──────── TASK DATA
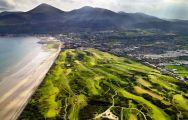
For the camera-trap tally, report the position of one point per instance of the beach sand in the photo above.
(18, 87)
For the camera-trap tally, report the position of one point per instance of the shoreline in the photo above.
(17, 88)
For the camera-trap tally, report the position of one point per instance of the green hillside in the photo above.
(89, 84)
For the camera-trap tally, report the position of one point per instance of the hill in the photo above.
(48, 19)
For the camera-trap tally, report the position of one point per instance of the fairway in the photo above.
(87, 84)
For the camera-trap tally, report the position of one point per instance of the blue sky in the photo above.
(170, 9)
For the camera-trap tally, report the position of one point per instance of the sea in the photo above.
(13, 50)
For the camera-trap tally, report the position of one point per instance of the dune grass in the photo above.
(84, 82)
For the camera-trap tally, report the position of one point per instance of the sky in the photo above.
(168, 9)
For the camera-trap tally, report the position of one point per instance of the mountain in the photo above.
(48, 19)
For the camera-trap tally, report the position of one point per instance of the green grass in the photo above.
(181, 102)
(182, 70)
(82, 82)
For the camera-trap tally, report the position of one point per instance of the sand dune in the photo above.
(17, 88)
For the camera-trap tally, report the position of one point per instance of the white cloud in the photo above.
(161, 8)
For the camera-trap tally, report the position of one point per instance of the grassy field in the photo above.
(89, 84)
(182, 70)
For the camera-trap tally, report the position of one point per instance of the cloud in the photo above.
(6, 5)
(161, 8)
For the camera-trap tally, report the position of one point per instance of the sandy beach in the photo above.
(18, 87)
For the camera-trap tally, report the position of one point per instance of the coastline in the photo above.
(18, 87)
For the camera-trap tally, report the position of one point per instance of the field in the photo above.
(88, 84)
(182, 70)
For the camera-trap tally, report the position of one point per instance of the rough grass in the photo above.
(182, 70)
(84, 82)
(181, 102)
(141, 91)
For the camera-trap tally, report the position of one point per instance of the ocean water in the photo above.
(15, 49)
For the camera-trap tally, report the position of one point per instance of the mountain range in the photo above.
(48, 19)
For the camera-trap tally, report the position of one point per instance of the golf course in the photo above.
(86, 84)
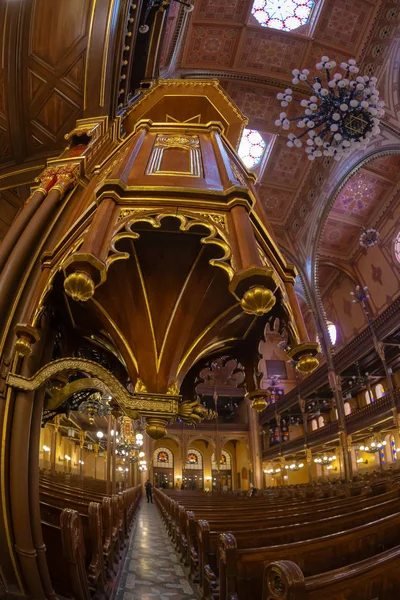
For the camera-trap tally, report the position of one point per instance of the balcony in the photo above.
(384, 325)
(376, 412)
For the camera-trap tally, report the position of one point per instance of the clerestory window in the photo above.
(282, 14)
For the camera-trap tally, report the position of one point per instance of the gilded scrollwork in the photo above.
(165, 142)
(217, 236)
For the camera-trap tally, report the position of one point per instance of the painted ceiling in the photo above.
(43, 90)
(222, 39)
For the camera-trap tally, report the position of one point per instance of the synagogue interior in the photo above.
(200, 299)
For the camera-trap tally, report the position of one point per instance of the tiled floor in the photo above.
(152, 569)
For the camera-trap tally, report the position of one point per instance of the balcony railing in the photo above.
(376, 412)
(385, 324)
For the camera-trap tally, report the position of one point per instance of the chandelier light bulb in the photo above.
(347, 101)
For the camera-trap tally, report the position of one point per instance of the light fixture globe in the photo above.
(343, 112)
(307, 364)
(258, 301)
(369, 237)
(259, 399)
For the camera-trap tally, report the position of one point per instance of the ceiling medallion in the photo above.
(344, 111)
(369, 237)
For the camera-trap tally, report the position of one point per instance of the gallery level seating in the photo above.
(84, 532)
(241, 547)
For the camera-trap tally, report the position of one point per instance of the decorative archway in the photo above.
(222, 476)
(193, 476)
(163, 468)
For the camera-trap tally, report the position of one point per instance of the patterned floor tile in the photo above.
(152, 569)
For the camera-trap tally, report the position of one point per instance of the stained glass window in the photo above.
(282, 14)
(332, 332)
(194, 459)
(397, 247)
(225, 462)
(163, 458)
(251, 148)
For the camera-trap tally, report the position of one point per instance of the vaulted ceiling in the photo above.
(222, 39)
(62, 64)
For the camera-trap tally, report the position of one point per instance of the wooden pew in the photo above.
(65, 555)
(376, 577)
(91, 527)
(241, 570)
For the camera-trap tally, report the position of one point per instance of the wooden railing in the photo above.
(385, 324)
(378, 411)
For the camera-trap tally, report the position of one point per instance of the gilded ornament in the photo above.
(140, 387)
(258, 301)
(307, 364)
(156, 427)
(259, 399)
(79, 286)
(23, 346)
(173, 389)
(259, 404)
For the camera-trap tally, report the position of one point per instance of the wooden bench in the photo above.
(376, 578)
(241, 570)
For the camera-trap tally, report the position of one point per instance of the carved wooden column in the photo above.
(27, 241)
(255, 445)
(20, 492)
(108, 458)
(336, 386)
(34, 495)
(114, 459)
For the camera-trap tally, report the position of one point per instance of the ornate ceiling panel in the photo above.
(366, 195)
────────────────
## TASK STATEMENT
Copy the records verbatim, beginning at the line that contains "wooden railing in the photo above." and ending with the last line of the records, both ends included.

## FINAL ANSWER
For the camera-trap tally, report the position of one point per instance of the wooden railing in the photo above.
(385, 324)
(378, 411)
For the camera-trap tally, report the position of one point per instance of the gilded ornament in the photo above.
(140, 387)
(258, 301)
(307, 364)
(156, 427)
(259, 399)
(79, 286)
(23, 346)
(173, 389)
(259, 404)
For the camera-trap tally, report the position of one point per instance of the wooden bench in the photo above.
(376, 578)
(241, 570)
For the camera-trap tally, report the position of one point per instance of the carved wooden column in the photo above.
(27, 241)
(255, 445)
(20, 492)
(108, 458)
(336, 386)
(34, 495)
(114, 459)
For the camera-trap tally, report the position of one point per instance of the ornate ceiling panel in the photo above.
(366, 195)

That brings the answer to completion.